#### [Task]
Only the lines from the one containing "367L518 363L513 358H499L492" through the end of the listing below are to be reproduced, exactly as they stand.

#### [Data under study]

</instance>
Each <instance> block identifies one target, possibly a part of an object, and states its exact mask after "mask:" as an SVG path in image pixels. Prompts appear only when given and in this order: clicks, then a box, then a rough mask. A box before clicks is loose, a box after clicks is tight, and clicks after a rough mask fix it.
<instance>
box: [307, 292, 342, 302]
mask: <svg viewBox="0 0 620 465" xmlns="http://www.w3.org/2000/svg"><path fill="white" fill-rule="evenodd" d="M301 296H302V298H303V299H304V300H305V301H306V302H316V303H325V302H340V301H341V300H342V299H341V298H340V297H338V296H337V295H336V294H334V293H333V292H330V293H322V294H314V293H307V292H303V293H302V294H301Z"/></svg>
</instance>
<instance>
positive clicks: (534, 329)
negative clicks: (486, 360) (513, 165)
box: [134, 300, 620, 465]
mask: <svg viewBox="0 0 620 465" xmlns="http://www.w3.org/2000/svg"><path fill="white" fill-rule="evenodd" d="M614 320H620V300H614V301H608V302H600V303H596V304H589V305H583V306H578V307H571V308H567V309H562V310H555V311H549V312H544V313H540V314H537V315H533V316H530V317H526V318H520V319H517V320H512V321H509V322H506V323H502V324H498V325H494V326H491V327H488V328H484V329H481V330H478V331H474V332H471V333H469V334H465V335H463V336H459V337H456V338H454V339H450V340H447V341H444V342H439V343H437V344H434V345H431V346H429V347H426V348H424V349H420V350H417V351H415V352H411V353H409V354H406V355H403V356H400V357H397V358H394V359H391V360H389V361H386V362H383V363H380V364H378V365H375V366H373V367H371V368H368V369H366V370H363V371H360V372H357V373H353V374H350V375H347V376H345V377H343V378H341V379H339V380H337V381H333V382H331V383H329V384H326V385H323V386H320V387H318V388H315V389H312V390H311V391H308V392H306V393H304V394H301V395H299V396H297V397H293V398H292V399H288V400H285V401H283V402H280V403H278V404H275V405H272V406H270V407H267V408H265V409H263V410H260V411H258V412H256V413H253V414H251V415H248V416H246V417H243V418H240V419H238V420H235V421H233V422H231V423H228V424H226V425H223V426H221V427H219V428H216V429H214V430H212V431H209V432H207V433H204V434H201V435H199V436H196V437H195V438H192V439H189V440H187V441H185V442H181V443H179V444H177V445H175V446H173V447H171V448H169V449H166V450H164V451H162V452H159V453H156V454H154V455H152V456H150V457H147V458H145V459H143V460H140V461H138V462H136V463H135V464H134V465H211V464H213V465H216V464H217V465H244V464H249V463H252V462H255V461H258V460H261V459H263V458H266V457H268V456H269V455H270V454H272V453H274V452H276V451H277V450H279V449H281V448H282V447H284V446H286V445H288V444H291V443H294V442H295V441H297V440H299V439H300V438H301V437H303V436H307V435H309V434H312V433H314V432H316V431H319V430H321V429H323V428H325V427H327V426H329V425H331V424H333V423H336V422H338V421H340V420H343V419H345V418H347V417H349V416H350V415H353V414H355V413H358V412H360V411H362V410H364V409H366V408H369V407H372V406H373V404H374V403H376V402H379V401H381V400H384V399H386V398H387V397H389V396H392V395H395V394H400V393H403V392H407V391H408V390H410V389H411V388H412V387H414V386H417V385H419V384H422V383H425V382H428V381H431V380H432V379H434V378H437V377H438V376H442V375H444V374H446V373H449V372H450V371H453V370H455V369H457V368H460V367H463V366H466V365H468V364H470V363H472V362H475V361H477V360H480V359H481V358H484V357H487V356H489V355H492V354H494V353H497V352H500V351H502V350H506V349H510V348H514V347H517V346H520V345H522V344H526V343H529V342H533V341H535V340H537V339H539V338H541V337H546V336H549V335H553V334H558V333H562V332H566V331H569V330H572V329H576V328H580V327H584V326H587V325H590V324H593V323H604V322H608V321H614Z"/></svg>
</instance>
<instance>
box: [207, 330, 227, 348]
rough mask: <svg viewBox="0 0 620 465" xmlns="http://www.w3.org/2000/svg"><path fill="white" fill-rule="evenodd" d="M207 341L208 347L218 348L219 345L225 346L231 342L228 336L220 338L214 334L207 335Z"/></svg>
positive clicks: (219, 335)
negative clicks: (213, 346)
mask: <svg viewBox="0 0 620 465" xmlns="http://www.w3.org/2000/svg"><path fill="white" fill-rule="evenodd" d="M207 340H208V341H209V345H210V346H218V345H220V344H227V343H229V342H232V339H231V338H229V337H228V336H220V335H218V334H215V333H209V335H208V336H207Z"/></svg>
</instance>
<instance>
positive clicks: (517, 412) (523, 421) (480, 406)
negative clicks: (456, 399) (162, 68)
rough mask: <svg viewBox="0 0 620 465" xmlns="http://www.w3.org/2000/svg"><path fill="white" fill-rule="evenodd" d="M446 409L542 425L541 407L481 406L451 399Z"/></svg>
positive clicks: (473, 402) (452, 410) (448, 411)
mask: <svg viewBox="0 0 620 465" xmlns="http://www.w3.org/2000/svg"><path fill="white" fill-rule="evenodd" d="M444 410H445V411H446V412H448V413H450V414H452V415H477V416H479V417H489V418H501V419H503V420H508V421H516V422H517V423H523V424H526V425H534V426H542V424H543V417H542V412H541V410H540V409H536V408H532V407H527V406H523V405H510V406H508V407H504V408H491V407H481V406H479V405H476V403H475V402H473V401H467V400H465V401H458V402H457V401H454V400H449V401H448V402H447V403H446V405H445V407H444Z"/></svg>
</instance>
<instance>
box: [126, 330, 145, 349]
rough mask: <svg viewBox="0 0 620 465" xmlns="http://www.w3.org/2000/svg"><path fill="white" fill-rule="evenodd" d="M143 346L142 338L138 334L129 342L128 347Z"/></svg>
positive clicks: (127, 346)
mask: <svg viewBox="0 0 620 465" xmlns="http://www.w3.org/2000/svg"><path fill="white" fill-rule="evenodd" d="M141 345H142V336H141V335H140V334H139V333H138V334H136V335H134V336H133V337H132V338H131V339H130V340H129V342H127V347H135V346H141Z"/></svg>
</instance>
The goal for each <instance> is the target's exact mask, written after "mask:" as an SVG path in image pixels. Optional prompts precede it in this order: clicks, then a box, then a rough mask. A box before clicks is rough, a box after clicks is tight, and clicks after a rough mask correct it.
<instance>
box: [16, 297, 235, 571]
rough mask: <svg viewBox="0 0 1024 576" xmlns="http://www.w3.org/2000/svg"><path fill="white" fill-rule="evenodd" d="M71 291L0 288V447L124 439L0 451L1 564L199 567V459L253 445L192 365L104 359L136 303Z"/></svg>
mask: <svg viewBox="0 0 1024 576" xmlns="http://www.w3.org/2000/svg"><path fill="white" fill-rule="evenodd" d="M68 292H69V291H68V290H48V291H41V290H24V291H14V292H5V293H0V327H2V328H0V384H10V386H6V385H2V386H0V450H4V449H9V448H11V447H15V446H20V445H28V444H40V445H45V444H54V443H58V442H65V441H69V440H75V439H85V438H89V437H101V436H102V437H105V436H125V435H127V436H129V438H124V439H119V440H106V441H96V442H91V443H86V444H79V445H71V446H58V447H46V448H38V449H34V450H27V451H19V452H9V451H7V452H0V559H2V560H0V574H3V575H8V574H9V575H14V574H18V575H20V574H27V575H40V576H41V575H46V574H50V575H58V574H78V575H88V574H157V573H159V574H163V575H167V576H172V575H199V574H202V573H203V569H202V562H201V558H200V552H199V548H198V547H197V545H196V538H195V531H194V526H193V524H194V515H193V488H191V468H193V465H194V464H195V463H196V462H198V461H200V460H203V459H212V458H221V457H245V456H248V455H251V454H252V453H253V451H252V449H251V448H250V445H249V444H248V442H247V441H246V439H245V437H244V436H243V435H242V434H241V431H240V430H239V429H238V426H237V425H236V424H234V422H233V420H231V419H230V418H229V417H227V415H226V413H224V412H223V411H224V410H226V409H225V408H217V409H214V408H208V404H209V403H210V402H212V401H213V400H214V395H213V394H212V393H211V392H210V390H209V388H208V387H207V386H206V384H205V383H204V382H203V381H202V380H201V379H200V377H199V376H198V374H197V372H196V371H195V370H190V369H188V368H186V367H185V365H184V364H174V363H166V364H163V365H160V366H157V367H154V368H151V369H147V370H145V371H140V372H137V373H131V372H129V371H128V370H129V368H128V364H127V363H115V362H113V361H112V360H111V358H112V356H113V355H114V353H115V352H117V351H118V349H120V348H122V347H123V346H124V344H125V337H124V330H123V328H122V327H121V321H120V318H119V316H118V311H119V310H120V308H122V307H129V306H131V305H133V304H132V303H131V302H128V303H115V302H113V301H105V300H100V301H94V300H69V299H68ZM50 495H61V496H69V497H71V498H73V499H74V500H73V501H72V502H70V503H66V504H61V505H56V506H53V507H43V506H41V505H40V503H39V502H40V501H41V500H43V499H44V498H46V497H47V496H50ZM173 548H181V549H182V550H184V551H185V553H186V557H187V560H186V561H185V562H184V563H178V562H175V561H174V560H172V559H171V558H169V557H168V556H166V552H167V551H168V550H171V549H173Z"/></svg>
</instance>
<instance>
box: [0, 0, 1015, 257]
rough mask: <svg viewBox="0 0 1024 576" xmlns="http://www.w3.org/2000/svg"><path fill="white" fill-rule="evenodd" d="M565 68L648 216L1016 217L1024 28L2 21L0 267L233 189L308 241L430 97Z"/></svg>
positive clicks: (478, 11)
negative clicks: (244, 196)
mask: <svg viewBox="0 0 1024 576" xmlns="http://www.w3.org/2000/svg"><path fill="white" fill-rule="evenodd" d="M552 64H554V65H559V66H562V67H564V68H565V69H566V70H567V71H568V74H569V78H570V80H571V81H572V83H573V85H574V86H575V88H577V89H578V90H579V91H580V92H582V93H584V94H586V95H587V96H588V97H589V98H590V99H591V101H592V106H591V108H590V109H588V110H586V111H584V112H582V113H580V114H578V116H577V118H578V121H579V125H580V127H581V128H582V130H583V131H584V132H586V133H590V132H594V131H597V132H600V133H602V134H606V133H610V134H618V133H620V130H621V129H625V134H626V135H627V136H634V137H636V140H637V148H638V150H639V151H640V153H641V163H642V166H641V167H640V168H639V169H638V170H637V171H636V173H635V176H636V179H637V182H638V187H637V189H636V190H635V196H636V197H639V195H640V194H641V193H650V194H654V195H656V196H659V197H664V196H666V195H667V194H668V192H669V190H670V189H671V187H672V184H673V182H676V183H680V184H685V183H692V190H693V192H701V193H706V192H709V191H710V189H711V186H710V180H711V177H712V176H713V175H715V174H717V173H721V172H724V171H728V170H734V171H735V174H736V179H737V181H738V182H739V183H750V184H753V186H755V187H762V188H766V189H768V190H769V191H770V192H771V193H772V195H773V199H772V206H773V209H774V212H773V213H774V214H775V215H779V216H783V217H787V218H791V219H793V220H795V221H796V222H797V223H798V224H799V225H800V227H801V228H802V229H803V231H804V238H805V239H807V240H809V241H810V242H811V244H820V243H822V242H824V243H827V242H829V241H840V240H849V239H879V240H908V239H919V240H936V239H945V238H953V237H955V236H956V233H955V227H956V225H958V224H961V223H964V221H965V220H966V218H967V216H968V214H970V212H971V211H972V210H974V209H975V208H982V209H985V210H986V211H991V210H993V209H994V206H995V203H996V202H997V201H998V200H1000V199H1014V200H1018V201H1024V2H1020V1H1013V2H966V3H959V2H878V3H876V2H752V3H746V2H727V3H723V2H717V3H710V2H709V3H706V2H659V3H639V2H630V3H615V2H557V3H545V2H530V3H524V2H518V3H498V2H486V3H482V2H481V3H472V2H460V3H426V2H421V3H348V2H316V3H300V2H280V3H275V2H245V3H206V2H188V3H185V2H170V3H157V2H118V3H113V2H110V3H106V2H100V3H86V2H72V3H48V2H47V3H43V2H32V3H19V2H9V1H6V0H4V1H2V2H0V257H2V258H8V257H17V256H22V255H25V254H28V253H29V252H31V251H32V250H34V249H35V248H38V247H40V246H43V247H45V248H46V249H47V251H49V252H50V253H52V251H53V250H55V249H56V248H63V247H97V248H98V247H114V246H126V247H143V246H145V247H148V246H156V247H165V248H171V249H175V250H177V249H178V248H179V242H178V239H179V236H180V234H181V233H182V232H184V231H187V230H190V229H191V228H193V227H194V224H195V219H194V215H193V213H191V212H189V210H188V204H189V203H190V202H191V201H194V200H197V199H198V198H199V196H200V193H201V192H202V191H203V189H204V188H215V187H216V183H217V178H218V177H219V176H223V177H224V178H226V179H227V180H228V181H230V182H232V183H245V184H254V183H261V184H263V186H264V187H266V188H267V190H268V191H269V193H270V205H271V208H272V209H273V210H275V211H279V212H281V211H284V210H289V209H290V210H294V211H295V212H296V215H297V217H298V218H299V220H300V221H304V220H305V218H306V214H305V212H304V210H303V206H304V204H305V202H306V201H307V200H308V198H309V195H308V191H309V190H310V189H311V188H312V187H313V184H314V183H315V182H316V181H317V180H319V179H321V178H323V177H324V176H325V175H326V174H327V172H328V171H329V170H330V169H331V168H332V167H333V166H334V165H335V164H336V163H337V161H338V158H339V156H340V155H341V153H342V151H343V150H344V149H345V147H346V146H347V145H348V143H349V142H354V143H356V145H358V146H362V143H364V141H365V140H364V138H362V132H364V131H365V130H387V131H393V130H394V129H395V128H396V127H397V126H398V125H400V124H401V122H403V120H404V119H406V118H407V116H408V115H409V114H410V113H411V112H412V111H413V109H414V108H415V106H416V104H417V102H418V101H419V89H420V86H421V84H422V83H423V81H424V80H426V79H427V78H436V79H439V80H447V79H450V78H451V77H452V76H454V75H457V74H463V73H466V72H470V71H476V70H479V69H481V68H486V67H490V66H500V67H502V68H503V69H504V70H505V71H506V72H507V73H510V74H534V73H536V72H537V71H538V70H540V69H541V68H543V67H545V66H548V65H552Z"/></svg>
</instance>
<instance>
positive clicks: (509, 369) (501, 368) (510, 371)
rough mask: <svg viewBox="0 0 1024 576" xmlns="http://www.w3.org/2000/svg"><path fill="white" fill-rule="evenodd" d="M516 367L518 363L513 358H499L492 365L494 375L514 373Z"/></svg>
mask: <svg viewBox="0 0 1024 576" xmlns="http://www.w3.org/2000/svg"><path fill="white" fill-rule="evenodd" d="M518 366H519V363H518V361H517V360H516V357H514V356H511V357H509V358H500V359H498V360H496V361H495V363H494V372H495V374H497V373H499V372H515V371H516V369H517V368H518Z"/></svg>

#### [Problem solution]
rough mask: <svg viewBox="0 0 1024 576" xmlns="http://www.w3.org/2000/svg"><path fill="white" fill-rule="evenodd" d="M516 367L518 363L513 358H499L492 365L494 375L514 373Z"/></svg>
mask: <svg viewBox="0 0 1024 576" xmlns="http://www.w3.org/2000/svg"><path fill="white" fill-rule="evenodd" d="M518 366H519V363H518V361H517V360H516V357H514V356H511V357H509V358H500V359H498V360H496V361H495V363H494V372H495V374H497V373H499V372H515V371H516V369H517V368H518Z"/></svg>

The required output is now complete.